▶ **Work item**:
Every line of the listing must be repeated in the answer without alteration.

▶ **Dataset content**:
================================

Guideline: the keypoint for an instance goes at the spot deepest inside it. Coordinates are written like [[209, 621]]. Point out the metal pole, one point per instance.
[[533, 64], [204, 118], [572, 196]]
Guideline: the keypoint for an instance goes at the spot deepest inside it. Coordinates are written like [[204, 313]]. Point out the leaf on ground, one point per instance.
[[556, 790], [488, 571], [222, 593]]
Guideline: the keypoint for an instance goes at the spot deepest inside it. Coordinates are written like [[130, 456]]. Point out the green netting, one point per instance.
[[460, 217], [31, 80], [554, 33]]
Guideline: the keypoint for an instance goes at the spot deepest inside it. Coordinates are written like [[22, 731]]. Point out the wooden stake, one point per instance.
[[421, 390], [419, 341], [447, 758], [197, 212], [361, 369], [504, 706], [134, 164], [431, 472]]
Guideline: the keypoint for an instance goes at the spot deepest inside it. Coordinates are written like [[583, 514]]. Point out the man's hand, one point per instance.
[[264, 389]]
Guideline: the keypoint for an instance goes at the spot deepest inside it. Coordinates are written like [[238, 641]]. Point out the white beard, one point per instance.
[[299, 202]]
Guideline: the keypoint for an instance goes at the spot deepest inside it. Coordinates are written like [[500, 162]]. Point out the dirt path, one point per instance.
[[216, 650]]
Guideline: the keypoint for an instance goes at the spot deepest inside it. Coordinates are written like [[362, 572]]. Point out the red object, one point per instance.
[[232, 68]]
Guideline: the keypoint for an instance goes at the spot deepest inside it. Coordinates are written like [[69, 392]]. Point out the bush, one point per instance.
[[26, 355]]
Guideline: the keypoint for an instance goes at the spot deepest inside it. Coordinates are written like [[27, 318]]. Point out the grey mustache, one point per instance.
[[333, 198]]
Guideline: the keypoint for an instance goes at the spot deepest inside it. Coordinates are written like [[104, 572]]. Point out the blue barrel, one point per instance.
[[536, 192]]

================================

▶ **Final answer**:
Guideline: the keypoint for an instance goes at the spot deepest inside it. Coordinates are written like [[209, 621]]. Point out the metal pole, one point per instance.
[[533, 64], [204, 118], [572, 196]]
Guideline: the keypoint for an instance goes at the spot deepest inside it. Coordinates are written like [[204, 313]]. Point out the leaf on ground, one point per instance.
[[556, 790], [488, 571], [222, 593]]
Guideline: the keypoint for an instance goes at the spot deepest inside it. Coordinates are written like [[130, 456]]. Point out the green netting, one point per instance.
[[460, 217], [31, 80], [554, 33]]
Guideline: the keypoint for an instance goes at the spot deepest inside it. Coordinates are written like [[22, 731]]. Point out the wooden stake, one point per instance.
[[421, 390], [419, 341], [447, 758], [197, 212], [361, 369], [504, 706], [134, 164], [431, 472]]
Guideline: the keypoint for an instance goes at the spot deepest inside it. Coordinates are written like [[583, 514]]. Point out the man's hand, one point per instance.
[[264, 389]]
Guideline: the keypoint for an instance goes at the spot deepest inside it. Coordinates are written like [[238, 641]]. Point out the white beard, one point per instance.
[[299, 202]]
Guideline: the keypoint for an instance goes at the spot deepest inside it. Coordinates are written like [[500, 162]]. Point out the dirt path, one point per instance.
[[216, 650]]
Guideline: the keypoint for an instance goes at the spot deepest inside it. Coordinates are written like [[362, 572]]. Point out the red object, one point per instance.
[[232, 68]]
Guideline: the keypoint for an instance goes at the spot deepest inside it. Coordinates are written like [[69, 392]]. Point out the bush, one point per instance.
[[26, 355]]
Guideline: the keypoint for an instance goes at the spot deepest inside it. Coordinates are written like [[27, 318]]. Point out the grey mustache, one point per instance.
[[333, 198]]
Guideline: the keypoint for an instance goes at the spot deepest inside it. Coordinates are written like [[104, 572]]. Point out the blue barrel, one point per instance.
[[536, 192]]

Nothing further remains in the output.